Alıştırma 1
Metinden sonra gelen satırlarda, "Indicate each instance of the white t-shirt" ifadesini içeren satırdan "[(429, 421)]" ifadesini içeren satıra kadar uzanan bölümü, iki uç da dahil olmak üzere, JSON dizesi listesi olarak yazın. Her satır bir dize olsun, boş satırlar atlansın.

____________________

Seçil Kılıç

Şef Çiğdem Aytepe, Türk Gençlik Korosu olarak, güçlü bir ses oluşturarak müziğimizi dünyaya tanıtmayı amaçladıklarını söylüyor. Avrupa’da hala bazı ülkelerde ulusal gençlik korosu olmadığını belirten Aytepe, ilk uluslararası konseri İtalyan Ulusal Gençlik Korosu ile vermenin gurur verici olduğunu ekliyor.

Geçtiğimiz günlerde İstanbul’a gelen İtalyan Ulusal Gençlik Korosu, şef Flippo Maria Bressan yönetiminde Surp Asdvadzadzin Kilisesi’nde sahne aldı. Bu konserin hemen ardından 19 Eylül’de AKM’de Türk Gençlik Korosu ile sahneyi paylaştı. Ayrı ayrı ve birlikte sahneye çıkan Türk ve İtalyan koristler, AKM’deki konserlerinde evrenselde buluşan ancak yerel tatlarla da zenginleştirdikleri müzik şöleni ile izleyicilerden alkış aldı.

____________________

Alıştırma 2
Koro metninde "Şef Çiğdem Aytepe, Türk" ifadesinden "izleyicilerden alkış aldı." ifadesine kadar uzanan bölümü, "izleyicilerden" yerine "dinleyicilerden" koyarak yeniden yazın.

____________________

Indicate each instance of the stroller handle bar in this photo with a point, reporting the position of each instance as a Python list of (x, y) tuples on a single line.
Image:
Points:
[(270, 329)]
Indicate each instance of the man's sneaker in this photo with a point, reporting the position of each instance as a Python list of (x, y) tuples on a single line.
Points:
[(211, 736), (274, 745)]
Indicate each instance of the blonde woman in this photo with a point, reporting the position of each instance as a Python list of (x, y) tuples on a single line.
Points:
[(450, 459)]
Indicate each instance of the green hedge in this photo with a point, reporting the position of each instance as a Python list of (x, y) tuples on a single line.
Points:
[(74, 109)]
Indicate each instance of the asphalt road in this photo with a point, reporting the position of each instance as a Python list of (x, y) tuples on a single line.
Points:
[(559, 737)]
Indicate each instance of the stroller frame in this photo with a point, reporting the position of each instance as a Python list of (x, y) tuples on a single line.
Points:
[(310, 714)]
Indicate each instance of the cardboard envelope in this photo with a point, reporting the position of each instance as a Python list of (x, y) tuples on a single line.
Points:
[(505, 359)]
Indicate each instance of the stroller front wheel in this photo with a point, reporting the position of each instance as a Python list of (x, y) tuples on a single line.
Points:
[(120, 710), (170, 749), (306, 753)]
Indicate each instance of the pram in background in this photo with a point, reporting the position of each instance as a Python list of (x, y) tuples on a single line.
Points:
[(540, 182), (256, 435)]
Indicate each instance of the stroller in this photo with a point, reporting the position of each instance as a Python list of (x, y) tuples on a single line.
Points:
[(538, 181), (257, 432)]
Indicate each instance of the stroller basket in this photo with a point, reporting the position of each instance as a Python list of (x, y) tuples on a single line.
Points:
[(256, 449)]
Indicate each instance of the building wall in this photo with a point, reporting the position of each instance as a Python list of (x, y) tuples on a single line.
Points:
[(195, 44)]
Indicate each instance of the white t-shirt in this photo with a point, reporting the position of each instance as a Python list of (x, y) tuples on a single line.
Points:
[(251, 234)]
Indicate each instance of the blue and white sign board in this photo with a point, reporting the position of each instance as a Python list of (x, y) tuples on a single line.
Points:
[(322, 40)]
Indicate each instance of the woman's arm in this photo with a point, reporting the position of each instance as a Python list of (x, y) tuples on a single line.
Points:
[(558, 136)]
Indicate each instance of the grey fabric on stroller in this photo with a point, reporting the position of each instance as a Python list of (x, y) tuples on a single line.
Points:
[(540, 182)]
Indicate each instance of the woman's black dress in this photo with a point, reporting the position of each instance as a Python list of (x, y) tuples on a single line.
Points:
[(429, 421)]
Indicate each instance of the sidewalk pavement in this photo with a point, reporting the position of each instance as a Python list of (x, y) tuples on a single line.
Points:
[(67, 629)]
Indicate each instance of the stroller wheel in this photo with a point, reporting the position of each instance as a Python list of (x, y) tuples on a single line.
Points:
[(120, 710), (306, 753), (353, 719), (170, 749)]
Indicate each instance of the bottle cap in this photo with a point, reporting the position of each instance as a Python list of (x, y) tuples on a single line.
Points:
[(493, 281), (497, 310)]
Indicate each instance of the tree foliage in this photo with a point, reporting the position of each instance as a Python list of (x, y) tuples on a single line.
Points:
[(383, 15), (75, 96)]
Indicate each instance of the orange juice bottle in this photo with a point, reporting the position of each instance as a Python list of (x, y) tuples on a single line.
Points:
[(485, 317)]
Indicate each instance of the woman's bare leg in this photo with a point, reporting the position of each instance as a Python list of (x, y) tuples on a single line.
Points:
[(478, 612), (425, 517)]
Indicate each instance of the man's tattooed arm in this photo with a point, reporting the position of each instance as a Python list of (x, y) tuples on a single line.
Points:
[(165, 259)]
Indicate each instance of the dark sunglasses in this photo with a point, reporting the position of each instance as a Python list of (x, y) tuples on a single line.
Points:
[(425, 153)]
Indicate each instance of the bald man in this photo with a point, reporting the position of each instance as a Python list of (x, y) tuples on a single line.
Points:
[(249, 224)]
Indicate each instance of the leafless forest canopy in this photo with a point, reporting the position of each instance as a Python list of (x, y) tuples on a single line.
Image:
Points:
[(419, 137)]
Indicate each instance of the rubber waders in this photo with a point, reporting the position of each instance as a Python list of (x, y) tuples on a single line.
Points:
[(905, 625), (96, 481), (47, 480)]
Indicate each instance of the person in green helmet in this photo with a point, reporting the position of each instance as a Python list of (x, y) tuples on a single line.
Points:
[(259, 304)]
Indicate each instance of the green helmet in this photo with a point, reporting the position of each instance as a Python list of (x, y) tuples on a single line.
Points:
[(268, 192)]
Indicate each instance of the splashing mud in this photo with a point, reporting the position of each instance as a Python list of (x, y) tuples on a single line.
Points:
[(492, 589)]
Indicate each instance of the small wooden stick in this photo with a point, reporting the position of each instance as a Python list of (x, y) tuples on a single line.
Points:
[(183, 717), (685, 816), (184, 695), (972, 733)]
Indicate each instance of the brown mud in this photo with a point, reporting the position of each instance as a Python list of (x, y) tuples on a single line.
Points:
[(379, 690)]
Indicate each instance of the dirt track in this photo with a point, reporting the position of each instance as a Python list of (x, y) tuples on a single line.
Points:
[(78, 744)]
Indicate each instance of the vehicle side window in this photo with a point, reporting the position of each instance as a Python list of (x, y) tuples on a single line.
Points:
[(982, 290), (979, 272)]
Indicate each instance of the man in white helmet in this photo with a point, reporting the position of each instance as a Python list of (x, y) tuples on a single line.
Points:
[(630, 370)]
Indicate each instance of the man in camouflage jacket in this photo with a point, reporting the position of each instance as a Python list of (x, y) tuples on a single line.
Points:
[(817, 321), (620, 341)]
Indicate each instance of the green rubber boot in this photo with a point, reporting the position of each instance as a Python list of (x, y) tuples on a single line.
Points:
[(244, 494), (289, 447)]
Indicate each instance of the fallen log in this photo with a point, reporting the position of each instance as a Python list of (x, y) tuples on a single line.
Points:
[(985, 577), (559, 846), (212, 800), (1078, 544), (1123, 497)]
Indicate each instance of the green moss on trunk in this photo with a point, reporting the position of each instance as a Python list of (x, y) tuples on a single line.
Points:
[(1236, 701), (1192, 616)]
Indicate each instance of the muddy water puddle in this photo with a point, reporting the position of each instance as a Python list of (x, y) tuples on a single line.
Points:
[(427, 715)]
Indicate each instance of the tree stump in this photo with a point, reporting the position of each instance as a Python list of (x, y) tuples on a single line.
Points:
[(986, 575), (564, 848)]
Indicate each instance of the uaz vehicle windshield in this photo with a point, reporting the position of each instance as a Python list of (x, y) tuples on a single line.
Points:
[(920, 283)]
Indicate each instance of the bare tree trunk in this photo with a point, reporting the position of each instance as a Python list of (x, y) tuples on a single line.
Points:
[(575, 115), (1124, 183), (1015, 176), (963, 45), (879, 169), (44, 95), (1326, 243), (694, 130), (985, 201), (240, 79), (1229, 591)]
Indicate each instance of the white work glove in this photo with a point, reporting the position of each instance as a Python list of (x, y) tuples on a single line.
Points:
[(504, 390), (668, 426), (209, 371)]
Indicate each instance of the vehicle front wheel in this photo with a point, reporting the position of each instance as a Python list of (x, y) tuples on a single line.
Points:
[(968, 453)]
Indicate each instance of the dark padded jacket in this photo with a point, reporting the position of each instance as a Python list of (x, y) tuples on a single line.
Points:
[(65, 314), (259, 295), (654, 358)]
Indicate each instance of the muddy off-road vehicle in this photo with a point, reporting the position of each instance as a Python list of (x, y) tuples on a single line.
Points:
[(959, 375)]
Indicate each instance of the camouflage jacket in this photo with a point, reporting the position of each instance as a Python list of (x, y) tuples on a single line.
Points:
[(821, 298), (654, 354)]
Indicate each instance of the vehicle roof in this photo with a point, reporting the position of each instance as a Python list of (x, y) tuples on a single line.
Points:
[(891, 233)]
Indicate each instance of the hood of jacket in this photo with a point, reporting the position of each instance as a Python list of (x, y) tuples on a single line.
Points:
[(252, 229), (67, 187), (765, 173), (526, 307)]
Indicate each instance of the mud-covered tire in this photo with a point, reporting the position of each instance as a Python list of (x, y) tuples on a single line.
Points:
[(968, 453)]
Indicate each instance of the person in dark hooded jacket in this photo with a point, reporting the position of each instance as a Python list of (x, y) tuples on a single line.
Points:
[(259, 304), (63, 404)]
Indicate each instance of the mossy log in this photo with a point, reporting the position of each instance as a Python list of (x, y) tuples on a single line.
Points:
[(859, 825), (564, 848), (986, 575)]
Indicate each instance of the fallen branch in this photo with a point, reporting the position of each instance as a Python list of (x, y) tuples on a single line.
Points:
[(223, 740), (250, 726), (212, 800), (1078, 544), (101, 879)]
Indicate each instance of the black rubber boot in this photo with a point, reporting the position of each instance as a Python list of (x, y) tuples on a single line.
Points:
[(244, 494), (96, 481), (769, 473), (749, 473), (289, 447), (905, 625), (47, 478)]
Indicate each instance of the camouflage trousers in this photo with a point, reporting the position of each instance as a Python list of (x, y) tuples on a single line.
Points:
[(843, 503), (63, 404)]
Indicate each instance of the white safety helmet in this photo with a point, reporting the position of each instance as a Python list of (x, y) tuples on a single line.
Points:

____________________

Tam Cevap 1
[
  "Indicate each instance of the white t-shirt in this photo with a point, reporting the position of each instance as a Python list of (x, y) tuples on a single line.",
  "Points:",
  "[(251, 234)]",
  "Indicate each instance of the blue and white sign board in this photo with a point, reporting the position of each instance as a Python list of (x, y) tuples on a single line.",
  "Points:",
  "[(322, 40)]",
  "Indicate each instance of the woman's arm in this photo with a point, reporting the position of each instance as a Python list of (x, y) tuples on a single line.",
  "Points:",
  "[(558, 136)]",
  "Indicate each instance of the grey fabric on stroller in this photo with a point, reporting the position of each instance as a Python list of (x, y) tuples on a single line.",
  "Points:",
  "[(540, 182)]",
  "Indicate each instance of the woman's black dress in this photo with a point, reporting the position of each instance as a Python list of (x, y) tuples on a single line.",
  "Points:",
  "[(429, 421)]"
]

Tam Cevap 2
Şef Çiğdem Aytepe, Türk Gençlik Korosu olarak, güçlü bir ses oluşturarak müziğimizi dünyaya tanıtmayı amaçladıklarını söylüyor. Avrupa’da hala bazı ülkelerde ulusal gençlik korosu olmadığını belirten Aytepe, ilk uluslararası konseri İtalyan Ulusal Gençlik Korosu ile vermenin gurur verici olduğunu ekliyor.

Geçtiğimiz günlerde İstanbul’a gelen İtalyan Ulusal Gençlik Korosu, şef Flippo Maria Bressan yönetiminde Surp Asdvadzadzin Kilisesi’nde sahne aldı. Bu konserin hemen ardından 19 Eylül’de AKM’de Türk Gençlik Korosu ile sahneyi paylaştı. Ayrı ayrı ve birlikte sahneye çıkan Türk ve İtalyan koristler, AKM’deki konserlerinde evrenselde buluşan ancak yerel tatlarla da zenginleştirdikleri müzik şöleni ile dinleyicilerden alkış aldı.